*Exercise brief:* Copy these rows again, switching "one per line" to "each on its own line" everywhere and leaving the pictures out.

— START —

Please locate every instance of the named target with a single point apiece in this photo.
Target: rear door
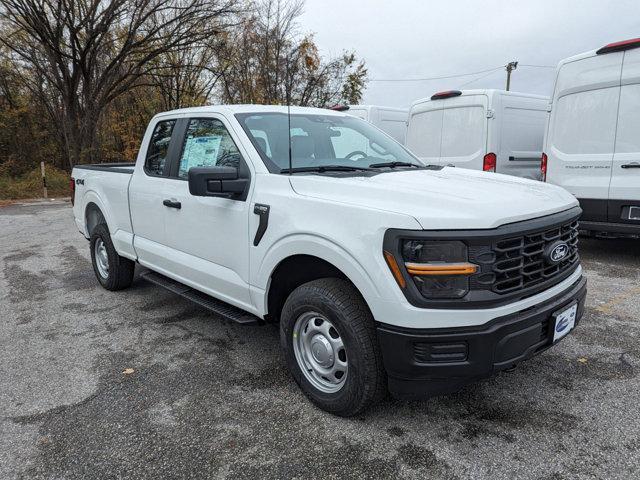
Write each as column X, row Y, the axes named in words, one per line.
column 522, row 121
column 464, row 131
column 146, row 193
column 582, row 128
column 624, row 190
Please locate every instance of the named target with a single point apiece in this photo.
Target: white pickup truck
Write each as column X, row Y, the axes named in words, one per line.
column 384, row 274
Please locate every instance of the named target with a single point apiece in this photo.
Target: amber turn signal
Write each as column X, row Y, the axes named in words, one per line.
column 420, row 269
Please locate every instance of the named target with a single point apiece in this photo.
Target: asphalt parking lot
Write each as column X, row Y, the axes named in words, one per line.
column 205, row 398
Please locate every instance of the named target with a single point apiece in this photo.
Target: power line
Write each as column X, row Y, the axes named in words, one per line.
column 480, row 78
column 537, row 66
column 443, row 77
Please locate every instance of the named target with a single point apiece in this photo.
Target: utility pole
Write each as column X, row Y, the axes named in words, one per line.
column 511, row 66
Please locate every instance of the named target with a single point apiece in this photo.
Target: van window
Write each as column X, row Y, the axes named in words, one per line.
column 394, row 128
column 522, row 131
column 628, row 136
column 585, row 122
column 463, row 131
column 425, row 133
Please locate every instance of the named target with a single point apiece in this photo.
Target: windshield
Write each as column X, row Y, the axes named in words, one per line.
column 322, row 141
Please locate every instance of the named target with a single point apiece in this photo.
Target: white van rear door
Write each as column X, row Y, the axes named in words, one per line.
column 522, row 121
column 624, row 191
column 582, row 130
column 424, row 132
column 464, row 131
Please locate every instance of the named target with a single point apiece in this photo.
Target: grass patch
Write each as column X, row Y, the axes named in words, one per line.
column 29, row 185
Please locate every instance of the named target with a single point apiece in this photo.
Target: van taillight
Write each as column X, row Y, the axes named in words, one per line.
column 489, row 162
column 72, row 186
column 543, row 167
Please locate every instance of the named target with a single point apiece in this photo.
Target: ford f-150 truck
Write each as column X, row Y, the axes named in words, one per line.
column 383, row 273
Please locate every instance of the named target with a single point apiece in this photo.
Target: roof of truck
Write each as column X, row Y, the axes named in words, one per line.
column 233, row 109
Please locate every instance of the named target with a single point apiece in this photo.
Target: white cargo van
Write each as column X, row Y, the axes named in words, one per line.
column 490, row 130
column 392, row 121
column 592, row 145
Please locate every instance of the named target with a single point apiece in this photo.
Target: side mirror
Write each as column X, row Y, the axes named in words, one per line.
column 216, row 182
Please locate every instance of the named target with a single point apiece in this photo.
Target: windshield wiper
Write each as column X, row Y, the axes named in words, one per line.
column 324, row 168
column 394, row 165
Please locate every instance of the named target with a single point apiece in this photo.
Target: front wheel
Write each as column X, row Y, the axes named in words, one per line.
column 113, row 271
column 330, row 344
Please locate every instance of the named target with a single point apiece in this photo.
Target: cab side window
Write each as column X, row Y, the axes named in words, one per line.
column 158, row 147
column 207, row 143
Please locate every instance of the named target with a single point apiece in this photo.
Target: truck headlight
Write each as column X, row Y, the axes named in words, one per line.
column 439, row 269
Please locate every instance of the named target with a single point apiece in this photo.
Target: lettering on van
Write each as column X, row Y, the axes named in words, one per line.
column 587, row 167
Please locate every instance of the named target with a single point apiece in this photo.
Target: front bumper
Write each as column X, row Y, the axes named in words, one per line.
column 426, row 362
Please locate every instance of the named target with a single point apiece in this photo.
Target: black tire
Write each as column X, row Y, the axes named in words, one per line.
column 339, row 301
column 120, row 274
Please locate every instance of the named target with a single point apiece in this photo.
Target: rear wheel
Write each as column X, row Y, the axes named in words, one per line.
column 330, row 344
column 113, row 271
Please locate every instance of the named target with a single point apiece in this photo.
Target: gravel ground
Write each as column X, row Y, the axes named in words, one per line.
column 211, row 399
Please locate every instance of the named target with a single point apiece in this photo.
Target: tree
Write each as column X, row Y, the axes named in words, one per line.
column 265, row 60
column 78, row 56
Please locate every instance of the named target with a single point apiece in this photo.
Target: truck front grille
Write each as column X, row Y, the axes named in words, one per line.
column 520, row 263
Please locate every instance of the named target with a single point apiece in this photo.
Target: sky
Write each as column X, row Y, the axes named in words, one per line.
column 412, row 39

— END —

*Solution:*
Please locate every instance of the named target with a single point apiece in this photo.
Target: rear door
Write each as column X, row Y, the axes named in words, each on its own line.
column 522, row 121
column 464, row 131
column 146, row 193
column 582, row 128
column 624, row 190
Please locate every instance of the named target with a single point apiece in this photo.
Target: white pickup truck
Write each as column X, row Y, the axes named in words, each on its own line.
column 384, row 274
Please locate every instance of the named target with a single point apiece in this photo.
Target: amber turn signal
Write each as column X, row Y, the axes named in words, each on its own line.
column 420, row 269
Please locate every instance of the named target with a single point apiece in this photo.
Target: asphalt parking lot
Write each as column X, row Y, the axes named in words, each on its own line.
column 205, row 398
Please locate every instance of the named target with a single point apiece in this photo.
Target: power line
Write each as column X, row Y, the axes named in words, each on its own line.
column 480, row 78
column 537, row 66
column 443, row 77
Please locate every instance of the named target with a single point apiece in this photo.
Target: utility pole
Write each as column X, row Y, the axes named in words, each on its own line.
column 511, row 66
Please locate every instance of the named target with a single point apiece in this photo.
Target: van window
Write each as column X, row Y, the axes named in words, each on its own line.
column 394, row 128
column 522, row 131
column 628, row 136
column 585, row 122
column 463, row 131
column 425, row 133
Please locate every instance of the named target with a single point apiece in this photo.
Target: windshield
Write each as column X, row Y, the axes named in words, each on its own line.
column 322, row 141
Please locate every instance of the named target with a single point apiece in this photo.
Target: white van rear door
Write each as column X, row Y, the axes named in words, each on its own line.
column 522, row 121
column 624, row 191
column 582, row 130
column 424, row 132
column 464, row 131
Please locate every instance of the named target with a single point apiece in this photo.
Target: grass patch
Write each as column X, row Y, the axes named in words, each on its own line.
column 29, row 185
Please locate every instance of the named target with a single point apiece in this photo.
Target: van taillight
Write each as column X, row Y, the axes named in words, each on its own line.
column 489, row 162
column 72, row 186
column 543, row 167
Please locate every instance of the named target with a single point apiece in this photo.
Target: ford f-150 truck
Write each as column X, row Y, the axes named in words, each on its own line.
column 383, row 273
Please locate every instance of the named target with a single point apiece in this photo.
Target: roof of truck
Write each as column X, row Y, the axes named in words, each on its own line.
column 233, row 109
Please locate every instance of the named target with a single point apiece in this photo.
Target: white cargo van
Write each as column X, row Y, the axes named in words, each on its own line.
column 490, row 130
column 392, row 121
column 592, row 145
Please locate every instance of the named target with a single point apiece in this photo.
Target: side mirror
Write each as column X, row Y, the axes named in words, each on its own line.
column 216, row 182
Please locate every instance of the named target with a single point apiece in this photo.
Target: windshield wiper
Write each as column X, row Y, the axes named in words, each on its own line.
column 324, row 168
column 394, row 165
Please locate every instance of the named target with a single point apiece in this photo.
Target: front wheel
Write each as column X, row Y, the axes named in words, each on its own line.
column 113, row 271
column 330, row 344
Please locate every instance of the named target with a single point apiece in this photo.
Target: cab side window
Write each as column X, row Y, the axes named in words, each on its own line.
column 158, row 147
column 207, row 143
Please locate every instance of the named target with a single point apiece in this photo.
Target: truck headlight
Write each as column X, row Y, the axes named in words, each on its own line.
column 439, row 269
Please locate every instance of the named target with a single point apiece in this photo.
Target: lettering on van
Write each as column X, row Y, the axes named in words, each on its own line.
column 587, row 167
Please locate every instance of the named target with a single point apiece in this photo.
Target: front bumper
Write each as column X, row Y, the axes named in words, each on its own line.
column 426, row 362
Please locate every instance of the named target with a single point apiece in this photo.
Target: black tire
Write each as column X, row Y, the axes named in words, each on its own line.
column 339, row 301
column 120, row 274
Please locate every instance of the named target with a single point apiece in this photo.
Target: rear wheel
Write each as column X, row Y, the axes named in words, each on its own line.
column 330, row 344
column 113, row 271
Please locate every instance of the named target with a single point apiece in this photo.
Target: gravel ground
Write each as column X, row Y, the axes named in words, each on its own line.
column 211, row 399
Please locate every instance of the named target with a single point apiece in this photo.
Target: tree
Write each as column X, row Y, the axes named in words, each on its own line.
column 265, row 60
column 78, row 56
Please locate every instance of the named target with a single point apiece in this photo.
Target: truck front grille
Write each as column X, row Y, the axes named in words, each on its own line.
column 520, row 263
Please locate every instance of the named target with a single point apiece in this photo.
Target: sky
Write each as column X, row Y, the axes named in words, each on its own line.
column 412, row 39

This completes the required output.